- **About this task**:
Your answer must be an exact copy of the records below.

- **Supplied material**:
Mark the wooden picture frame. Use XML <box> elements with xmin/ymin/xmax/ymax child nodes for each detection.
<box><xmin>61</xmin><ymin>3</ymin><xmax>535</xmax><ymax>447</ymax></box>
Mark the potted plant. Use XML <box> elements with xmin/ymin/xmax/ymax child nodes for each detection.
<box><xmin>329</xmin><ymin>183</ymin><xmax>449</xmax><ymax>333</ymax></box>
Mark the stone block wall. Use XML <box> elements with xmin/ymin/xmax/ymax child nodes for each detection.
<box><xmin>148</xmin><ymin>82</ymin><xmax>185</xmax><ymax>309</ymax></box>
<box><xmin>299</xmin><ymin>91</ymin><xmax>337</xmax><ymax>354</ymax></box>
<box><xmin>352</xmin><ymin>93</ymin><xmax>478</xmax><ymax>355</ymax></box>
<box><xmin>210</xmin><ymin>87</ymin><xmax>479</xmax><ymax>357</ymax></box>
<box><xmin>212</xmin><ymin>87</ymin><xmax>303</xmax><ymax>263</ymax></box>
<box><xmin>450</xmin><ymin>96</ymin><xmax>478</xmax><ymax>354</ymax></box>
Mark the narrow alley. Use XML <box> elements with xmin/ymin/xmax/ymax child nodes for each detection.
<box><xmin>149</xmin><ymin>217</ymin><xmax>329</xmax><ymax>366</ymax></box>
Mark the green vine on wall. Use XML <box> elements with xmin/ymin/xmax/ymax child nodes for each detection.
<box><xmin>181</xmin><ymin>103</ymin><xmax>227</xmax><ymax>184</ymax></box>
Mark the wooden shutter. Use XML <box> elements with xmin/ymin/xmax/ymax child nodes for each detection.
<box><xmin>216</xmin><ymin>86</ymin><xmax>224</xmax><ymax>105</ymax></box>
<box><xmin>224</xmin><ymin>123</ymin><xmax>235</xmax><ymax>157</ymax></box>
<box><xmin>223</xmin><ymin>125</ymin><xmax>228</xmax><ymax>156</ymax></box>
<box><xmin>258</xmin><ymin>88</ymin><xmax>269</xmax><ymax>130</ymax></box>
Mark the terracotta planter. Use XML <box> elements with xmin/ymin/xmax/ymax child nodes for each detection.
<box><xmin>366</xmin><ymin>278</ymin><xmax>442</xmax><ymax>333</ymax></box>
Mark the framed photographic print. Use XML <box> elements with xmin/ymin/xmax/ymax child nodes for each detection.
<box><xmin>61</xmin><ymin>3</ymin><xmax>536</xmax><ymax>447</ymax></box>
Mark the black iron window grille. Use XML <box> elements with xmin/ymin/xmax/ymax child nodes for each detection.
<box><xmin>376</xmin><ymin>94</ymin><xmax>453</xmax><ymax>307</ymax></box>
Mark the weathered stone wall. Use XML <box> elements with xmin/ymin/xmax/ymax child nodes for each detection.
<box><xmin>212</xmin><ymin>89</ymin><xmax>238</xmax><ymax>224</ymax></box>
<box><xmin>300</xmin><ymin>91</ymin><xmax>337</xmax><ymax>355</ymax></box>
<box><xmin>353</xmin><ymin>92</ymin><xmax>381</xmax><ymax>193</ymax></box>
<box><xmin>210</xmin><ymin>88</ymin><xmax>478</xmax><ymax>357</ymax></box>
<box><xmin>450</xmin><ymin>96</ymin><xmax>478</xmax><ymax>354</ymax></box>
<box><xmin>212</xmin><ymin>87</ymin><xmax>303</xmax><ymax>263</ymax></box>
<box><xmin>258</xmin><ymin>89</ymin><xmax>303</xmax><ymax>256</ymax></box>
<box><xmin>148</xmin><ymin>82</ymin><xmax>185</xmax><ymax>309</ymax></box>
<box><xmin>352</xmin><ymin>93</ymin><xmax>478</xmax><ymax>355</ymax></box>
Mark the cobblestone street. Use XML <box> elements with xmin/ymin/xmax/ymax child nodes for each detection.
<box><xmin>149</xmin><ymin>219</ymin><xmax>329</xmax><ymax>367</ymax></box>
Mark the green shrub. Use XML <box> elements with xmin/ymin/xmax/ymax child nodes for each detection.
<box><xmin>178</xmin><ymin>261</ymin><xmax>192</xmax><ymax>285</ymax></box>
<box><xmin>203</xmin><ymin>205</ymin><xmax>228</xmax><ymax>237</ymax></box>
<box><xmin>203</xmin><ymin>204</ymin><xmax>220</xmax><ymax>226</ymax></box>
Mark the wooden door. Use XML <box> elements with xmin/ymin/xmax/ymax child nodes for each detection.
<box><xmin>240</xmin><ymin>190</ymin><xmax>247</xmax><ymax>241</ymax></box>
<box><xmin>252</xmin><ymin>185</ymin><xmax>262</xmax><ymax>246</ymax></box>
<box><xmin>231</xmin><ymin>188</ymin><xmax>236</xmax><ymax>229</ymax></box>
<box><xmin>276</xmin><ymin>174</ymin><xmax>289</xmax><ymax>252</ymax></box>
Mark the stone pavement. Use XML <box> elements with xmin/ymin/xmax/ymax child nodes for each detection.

- **Output below**:
Mark the wooden picture frame. Use XML <box> elements with xmin/ymin/xmax/ymax child nodes for each detection.
<box><xmin>61</xmin><ymin>3</ymin><xmax>535</xmax><ymax>447</ymax></box>
Mark the potted plant. Use XML <box> elements with xmin/ymin/xmax/ymax child nodes for each detection.
<box><xmin>329</xmin><ymin>183</ymin><xmax>449</xmax><ymax>333</ymax></box>
Mark the stone block wall. Use XML <box> elements with xmin/ymin/xmax/ymax child nodes for each detection.
<box><xmin>148</xmin><ymin>82</ymin><xmax>185</xmax><ymax>309</ymax></box>
<box><xmin>299</xmin><ymin>91</ymin><xmax>337</xmax><ymax>354</ymax></box>
<box><xmin>352</xmin><ymin>93</ymin><xmax>478</xmax><ymax>355</ymax></box>
<box><xmin>210</xmin><ymin>87</ymin><xmax>479</xmax><ymax>357</ymax></box>
<box><xmin>212</xmin><ymin>87</ymin><xmax>303</xmax><ymax>263</ymax></box>
<box><xmin>450</xmin><ymin>96</ymin><xmax>478</xmax><ymax>354</ymax></box>
Mark the narrow alley. Use XML <box> elements with xmin/ymin/xmax/ymax child nodes for each detection.
<box><xmin>149</xmin><ymin>217</ymin><xmax>329</xmax><ymax>366</ymax></box>
Mark the green vine on wall. Use XML <box> elements with xmin/ymin/xmax/ymax child nodes for each detection.
<box><xmin>181</xmin><ymin>103</ymin><xmax>227</xmax><ymax>184</ymax></box>
Mark the wooden shutter. Use XML <box> elements with xmin/ymin/xmax/ymax child nodes for each detection.
<box><xmin>216</xmin><ymin>86</ymin><xmax>224</xmax><ymax>105</ymax></box>
<box><xmin>224</xmin><ymin>123</ymin><xmax>235</xmax><ymax>157</ymax></box>
<box><xmin>223</xmin><ymin>125</ymin><xmax>228</xmax><ymax>156</ymax></box>
<box><xmin>258</xmin><ymin>88</ymin><xmax>269</xmax><ymax>130</ymax></box>
Mark the terracotta planter. Use XML <box> elements with xmin/ymin/xmax/ymax child nodes for each detection.
<box><xmin>366</xmin><ymin>278</ymin><xmax>442</xmax><ymax>333</ymax></box>
Mark the framed photographic print. Use XML <box> elements with xmin/ymin/xmax/ymax child nodes for each detection.
<box><xmin>61</xmin><ymin>3</ymin><xmax>536</xmax><ymax>447</ymax></box>
Mark the black iron window grille. Use XML <box> elements with xmin/ymin/xmax/ymax child nodes for each detection.
<box><xmin>376</xmin><ymin>94</ymin><xmax>453</xmax><ymax>307</ymax></box>
Mark the weathered stone wall. Use XML <box> elements with xmin/ymin/xmax/ymax child nodes for each detection.
<box><xmin>212</xmin><ymin>89</ymin><xmax>238</xmax><ymax>224</ymax></box>
<box><xmin>300</xmin><ymin>91</ymin><xmax>337</xmax><ymax>355</ymax></box>
<box><xmin>353</xmin><ymin>92</ymin><xmax>381</xmax><ymax>193</ymax></box>
<box><xmin>210</xmin><ymin>88</ymin><xmax>478</xmax><ymax>357</ymax></box>
<box><xmin>450</xmin><ymin>96</ymin><xmax>478</xmax><ymax>354</ymax></box>
<box><xmin>212</xmin><ymin>87</ymin><xmax>303</xmax><ymax>263</ymax></box>
<box><xmin>258</xmin><ymin>89</ymin><xmax>303</xmax><ymax>256</ymax></box>
<box><xmin>148</xmin><ymin>82</ymin><xmax>185</xmax><ymax>309</ymax></box>
<box><xmin>352</xmin><ymin>93</ymin><xmax>478</xmax><ymax>355</ymax></box>
Mark the cobblestone street. Use XML <box> elements with xmin/ymin/xmax/ymax child nodes for each detection.
<box><xmin>149</xmin><ymin>219</ymin><xmax>329</xmax><ymax>367</ymax></box>
Mark the green shrub. Use XML <box> elements with xmin/ymin/xmax/ymax child nodes for each detection.
<box><xmin>178</xmin><ymin>261</ymin><xmax>192</xmax><ymax>285</ymax></box>
<box><xmin>203</xmin><ymin>205</ymin><xmax>228</xmax><ymax>237</ymax></box>
<box><xmin>203</xmin><ymin>204</ymin><xmax>220</xmax><ymax>226</ymax></box>
Mark the wooden door. Use XML <box> elements with xmin/ymin/xmax/ymax child nodes for each detection.
<box><xmin>240</xmin><ymin>190</ymin><xmax>247</xmax><ymax>241</ymax></box>
<box><xmin>252</xmin><ymin>185</ymin><xmax>262</xmax><ymax>246</ymax></box>
<box><xmin>231</xmin><ymin>188</ymin><xmax>236</xmax><ymax>229</ymax></box>
<box><xmin>276</xmin><ymin>174</ymin><xmax>289</xmax><ymax>252</ymax></box>
Mark the stone pavement. Use XML <box> elements with xmin/ymin/xmax/ymax child nodes for each detection.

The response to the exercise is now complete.